TRECHO SELECIONADO:
SOBERBO
O fato de ser de origem
humilde, pai sapateiro, mãe lavadeira, não seria argumento para Manoel José
de Almeida baixar o topete
para qualquer um. E isso era perceptível, só de observar o seu porte,
sua
imponência, sua coluna vertebral ereta. Não se curvava nunca, mesmo
tendo os
topetudos pela frente. E olha que foram vários em sua vida de menino, no
meio
de tantos adultos, donos da verdade.
Mas um episódio me chamou
muito a atenção. Éramos pequenos e meu pai juntava todos os filhos ao
seu redor
na cama de casal e começava a contar histórias. Falava com a mesma
desenvoltura
sobre Bahr, Bethoven,
Chopin, Voltaire, Chopenhauer, Freud, sobre a
Revolução Francesa, a Segunda Guerra Mundial. Eram momentos de muita
atenção,
pois o tempo era pouco para tanta curiosidade. Naquela época não existia
televisão, então, meu pai chegava do trabalho e reunia todos os filhos
na sala,
ao redor da “radiola”, para ouvir músicas
clássicas, de todas as vertentes. Os discos eram muito pesados e assim,
ele empilhava
as coleções ao lado do aparelho para facilitar a seleção, de acordo com
seus
critérios. Eram 78 rotações por minuto, assim, o disco tocava
rapidamente,
tendo que ser trocado a todo momento. Morávamos numa
casa, em Belo Horizonte, de dois pavimentos. Ele teve a idéia de colocar
um auto-falante nos nossos quartos,
que ficavam no segundo andar. Assim, dormíamos embalados pelas músicas
clássicas.
Mas os casos mais
gostosos eram realmente aqueles que diziam respeito à sua vida pessoal,
quando
criança, nas revoluções de 1930 e 1932. A curiosidade era
grande e, como as
idades variavam, ele procurava ser suficientemente
didático, para prender a atenção dos mais novos. Assim nossa infância
foi muito
rica, a despeito de não haver televisão, vídeos, computadores e até
mesmo os
incríveis celulares. E foi numa dessas que ele contou a história de
quando
atravessou a nado o Rio São Francisco, em frente a
cidade de Januária, um dos pontos mais largos daquele
que denominavam como o “rio da
unidade nacional”, por percorrer diversos Estados em seu percurso até o
mar.

DADOS EXTRAÍDOS:
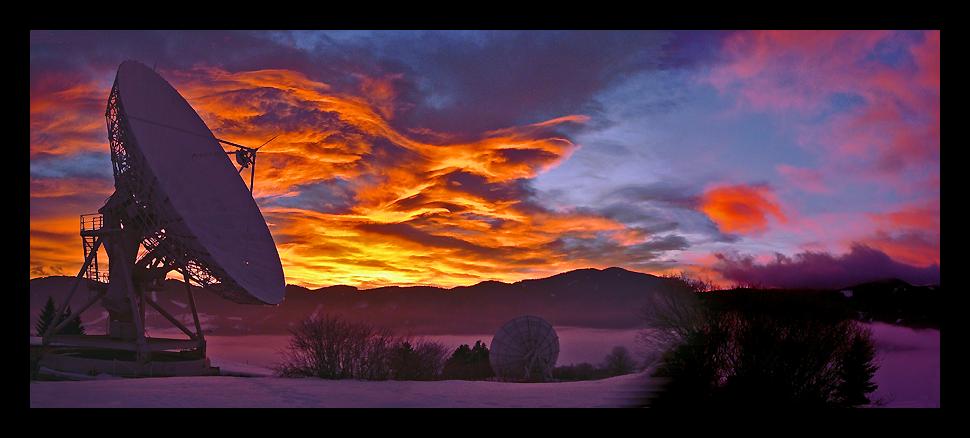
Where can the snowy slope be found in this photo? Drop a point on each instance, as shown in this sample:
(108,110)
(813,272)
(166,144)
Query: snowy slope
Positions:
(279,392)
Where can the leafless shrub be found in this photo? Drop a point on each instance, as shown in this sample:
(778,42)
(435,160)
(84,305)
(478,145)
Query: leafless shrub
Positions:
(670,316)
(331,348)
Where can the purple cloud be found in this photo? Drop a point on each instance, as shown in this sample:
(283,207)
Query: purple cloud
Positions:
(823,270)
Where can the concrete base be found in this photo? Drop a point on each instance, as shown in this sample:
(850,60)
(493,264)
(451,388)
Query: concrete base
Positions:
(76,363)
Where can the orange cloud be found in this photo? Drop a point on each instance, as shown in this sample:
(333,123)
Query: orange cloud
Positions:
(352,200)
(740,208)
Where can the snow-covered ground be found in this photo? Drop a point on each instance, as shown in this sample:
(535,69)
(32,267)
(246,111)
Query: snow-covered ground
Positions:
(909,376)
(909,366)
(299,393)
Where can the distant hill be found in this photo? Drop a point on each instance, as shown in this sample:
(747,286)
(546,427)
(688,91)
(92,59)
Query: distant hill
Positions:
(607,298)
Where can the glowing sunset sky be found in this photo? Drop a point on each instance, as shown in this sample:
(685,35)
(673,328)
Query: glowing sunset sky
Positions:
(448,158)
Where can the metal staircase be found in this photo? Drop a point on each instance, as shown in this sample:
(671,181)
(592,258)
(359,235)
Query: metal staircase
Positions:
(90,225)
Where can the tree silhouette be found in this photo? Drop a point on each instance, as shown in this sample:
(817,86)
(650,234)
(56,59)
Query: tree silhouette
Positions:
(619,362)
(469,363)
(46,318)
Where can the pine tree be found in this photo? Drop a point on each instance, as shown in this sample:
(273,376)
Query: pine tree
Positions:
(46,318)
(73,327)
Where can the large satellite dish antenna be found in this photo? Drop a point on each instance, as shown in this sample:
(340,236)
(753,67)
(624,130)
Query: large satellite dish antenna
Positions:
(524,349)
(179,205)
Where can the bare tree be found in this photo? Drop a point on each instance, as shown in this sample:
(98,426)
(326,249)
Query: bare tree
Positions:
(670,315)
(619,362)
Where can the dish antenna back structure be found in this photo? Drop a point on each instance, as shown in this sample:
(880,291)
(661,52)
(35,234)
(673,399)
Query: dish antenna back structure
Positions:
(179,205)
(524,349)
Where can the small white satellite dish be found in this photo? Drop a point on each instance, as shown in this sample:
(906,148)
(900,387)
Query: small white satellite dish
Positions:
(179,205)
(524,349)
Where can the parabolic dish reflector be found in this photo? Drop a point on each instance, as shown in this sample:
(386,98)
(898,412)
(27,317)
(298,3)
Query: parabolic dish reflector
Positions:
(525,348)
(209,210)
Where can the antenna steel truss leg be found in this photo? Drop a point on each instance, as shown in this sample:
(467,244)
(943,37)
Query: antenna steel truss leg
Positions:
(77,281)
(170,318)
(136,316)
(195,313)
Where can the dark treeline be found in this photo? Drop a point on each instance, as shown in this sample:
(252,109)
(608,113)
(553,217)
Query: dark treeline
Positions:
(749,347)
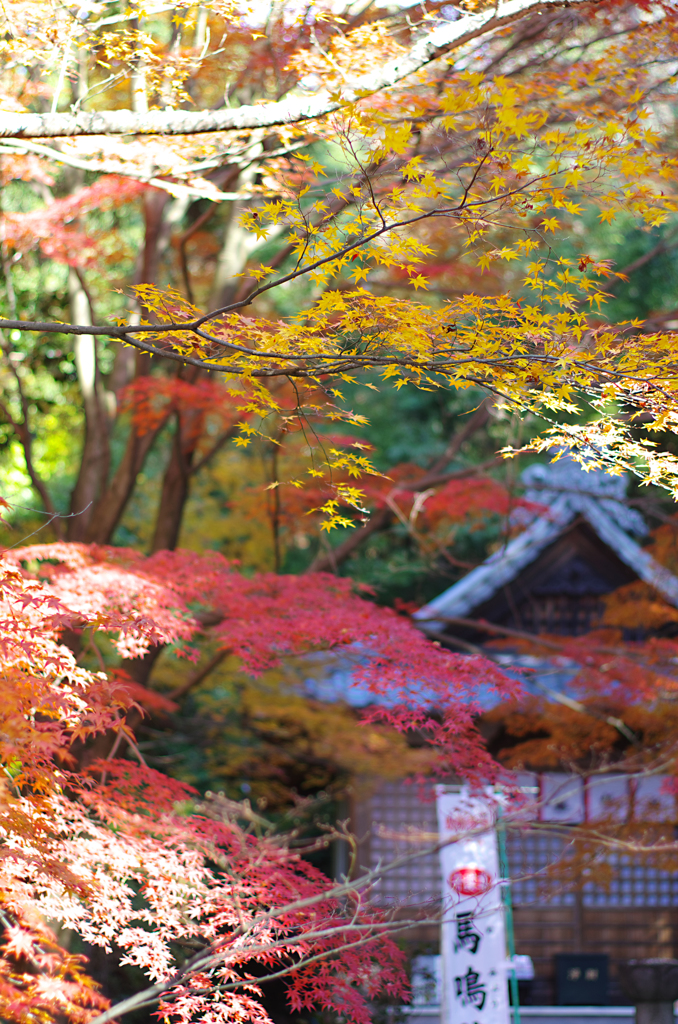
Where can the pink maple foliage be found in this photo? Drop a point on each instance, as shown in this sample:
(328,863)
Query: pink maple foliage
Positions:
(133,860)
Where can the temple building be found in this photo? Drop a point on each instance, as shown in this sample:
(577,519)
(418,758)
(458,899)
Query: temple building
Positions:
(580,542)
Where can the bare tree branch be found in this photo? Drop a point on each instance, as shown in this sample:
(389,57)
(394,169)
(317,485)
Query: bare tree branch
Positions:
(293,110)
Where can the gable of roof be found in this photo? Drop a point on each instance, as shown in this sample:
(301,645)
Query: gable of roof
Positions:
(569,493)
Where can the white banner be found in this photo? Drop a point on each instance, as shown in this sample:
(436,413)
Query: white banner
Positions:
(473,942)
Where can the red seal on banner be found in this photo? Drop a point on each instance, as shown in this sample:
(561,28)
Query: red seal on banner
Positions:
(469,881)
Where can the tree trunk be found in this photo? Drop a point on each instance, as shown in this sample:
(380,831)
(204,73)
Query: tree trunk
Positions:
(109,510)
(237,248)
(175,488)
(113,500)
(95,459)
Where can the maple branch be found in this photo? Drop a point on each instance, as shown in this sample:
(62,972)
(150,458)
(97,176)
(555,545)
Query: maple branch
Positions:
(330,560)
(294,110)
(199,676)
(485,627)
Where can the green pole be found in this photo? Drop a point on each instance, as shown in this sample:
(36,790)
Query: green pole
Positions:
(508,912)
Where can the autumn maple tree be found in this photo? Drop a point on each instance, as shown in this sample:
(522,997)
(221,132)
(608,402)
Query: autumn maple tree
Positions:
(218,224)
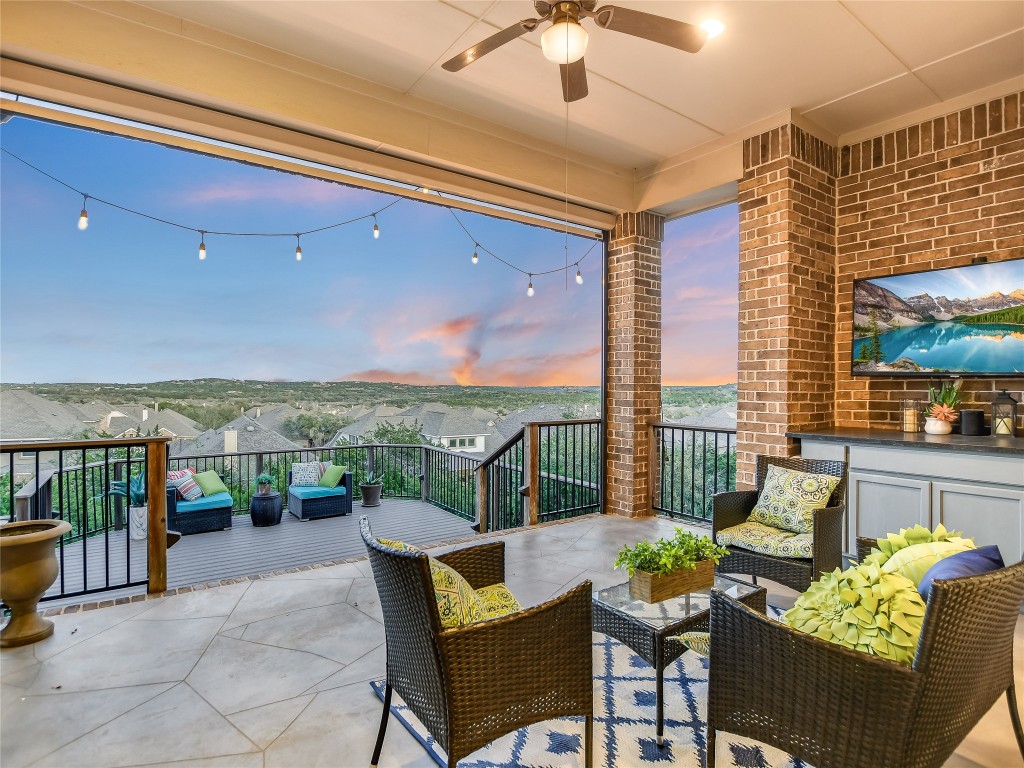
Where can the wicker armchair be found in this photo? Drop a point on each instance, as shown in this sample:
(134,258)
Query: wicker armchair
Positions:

O PROBLEMA:
Responda com base no trecho selecionado:
1. Qual era o ofício do pai e o da mãe de Manoel José de Almeida?
2. Em que cidade ficava a casa de dois pavimentos onde a família morava?
3. Em frente a qual cidade foi feita a travessia a nado do Rio São Francisco?

RESULTADO DA TAREFA:
1. O pai era sapateiro, e a mãe, lavadeira.
2. Em Belo Horizonte.
3. Em frente à cidade de Januária.